• **GIVEN ENTRIES**:
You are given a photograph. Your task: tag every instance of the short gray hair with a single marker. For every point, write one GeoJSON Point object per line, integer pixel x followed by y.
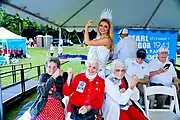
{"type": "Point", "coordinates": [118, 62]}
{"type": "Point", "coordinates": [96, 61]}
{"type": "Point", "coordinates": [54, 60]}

---

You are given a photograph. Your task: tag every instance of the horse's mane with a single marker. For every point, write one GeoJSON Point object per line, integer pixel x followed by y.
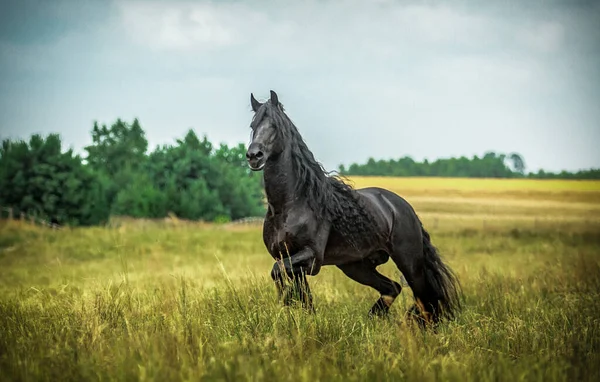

---

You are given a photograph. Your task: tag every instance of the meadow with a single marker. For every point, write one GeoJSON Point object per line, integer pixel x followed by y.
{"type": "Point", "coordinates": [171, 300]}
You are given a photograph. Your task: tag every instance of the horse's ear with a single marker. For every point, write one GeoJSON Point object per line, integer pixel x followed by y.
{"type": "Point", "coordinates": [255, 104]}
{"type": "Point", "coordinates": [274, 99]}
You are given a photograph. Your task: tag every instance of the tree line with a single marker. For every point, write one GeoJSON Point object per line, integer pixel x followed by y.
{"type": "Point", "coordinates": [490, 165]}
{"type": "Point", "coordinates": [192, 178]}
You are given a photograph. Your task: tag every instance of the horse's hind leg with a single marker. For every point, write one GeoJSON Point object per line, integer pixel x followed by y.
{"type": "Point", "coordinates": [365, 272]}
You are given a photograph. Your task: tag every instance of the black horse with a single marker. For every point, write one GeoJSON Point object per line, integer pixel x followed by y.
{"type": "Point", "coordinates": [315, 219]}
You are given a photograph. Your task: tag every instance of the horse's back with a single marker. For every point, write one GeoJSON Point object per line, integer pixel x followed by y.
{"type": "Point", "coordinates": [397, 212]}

• **REQUEST**: Find every line in the material above that contains the word "horse", and copy each one out.

• **EXPECTED OUTPUT**:
You are given a photograph. Your task: tag every instance of the horse's mane with a single marker. For every point, write one GeoJSON Point object per line, integer pixel x followed by y.
You are given a photograph. Your task: tag every instance of the horse's ear with a single marker. For every point, write one GeoJSON Point object per line, integer pixel x followed by y.
You are given a photograph. Your task: tag every instance of the horse's hind leg with a single marker. For every point, write one GeoJSON Point object per line, integer pixel x followed by y.
You are given a photograph. Your task: tag every instance of the black horse with a single marker. For every point, write one GeoJSON Point object per line, integer pixel x followed by y.
You are given a photograph. Your task: tag every instance of the horse's back with a single marker. For every point, write one GeoJSON Point object per line, integer pixel x followed by y.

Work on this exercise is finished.